Problem:
Report how many lines in the data below hold "window", with no other words.

Exercise input:
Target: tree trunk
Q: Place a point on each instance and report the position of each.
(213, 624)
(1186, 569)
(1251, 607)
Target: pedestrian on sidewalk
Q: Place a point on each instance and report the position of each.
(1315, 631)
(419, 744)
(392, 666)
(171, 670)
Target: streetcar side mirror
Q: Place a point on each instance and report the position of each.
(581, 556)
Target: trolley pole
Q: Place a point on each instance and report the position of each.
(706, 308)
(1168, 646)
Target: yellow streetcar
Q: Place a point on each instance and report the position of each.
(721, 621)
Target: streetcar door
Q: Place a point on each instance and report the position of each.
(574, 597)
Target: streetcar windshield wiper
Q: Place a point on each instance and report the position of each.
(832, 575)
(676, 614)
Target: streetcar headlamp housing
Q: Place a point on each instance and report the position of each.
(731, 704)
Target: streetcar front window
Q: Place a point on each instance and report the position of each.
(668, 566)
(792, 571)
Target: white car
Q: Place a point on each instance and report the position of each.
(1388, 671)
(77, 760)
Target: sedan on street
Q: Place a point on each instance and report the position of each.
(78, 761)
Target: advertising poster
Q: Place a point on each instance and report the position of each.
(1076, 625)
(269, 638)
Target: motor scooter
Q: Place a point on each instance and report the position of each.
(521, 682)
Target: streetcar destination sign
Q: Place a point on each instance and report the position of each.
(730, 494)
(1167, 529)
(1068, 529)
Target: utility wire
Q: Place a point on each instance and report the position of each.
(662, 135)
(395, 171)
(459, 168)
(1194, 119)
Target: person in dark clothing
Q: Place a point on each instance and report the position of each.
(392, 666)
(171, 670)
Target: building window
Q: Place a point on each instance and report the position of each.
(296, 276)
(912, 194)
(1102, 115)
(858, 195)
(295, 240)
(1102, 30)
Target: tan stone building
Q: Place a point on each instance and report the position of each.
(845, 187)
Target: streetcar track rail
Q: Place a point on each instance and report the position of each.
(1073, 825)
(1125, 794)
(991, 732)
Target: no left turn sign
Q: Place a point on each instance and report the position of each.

Output below:
2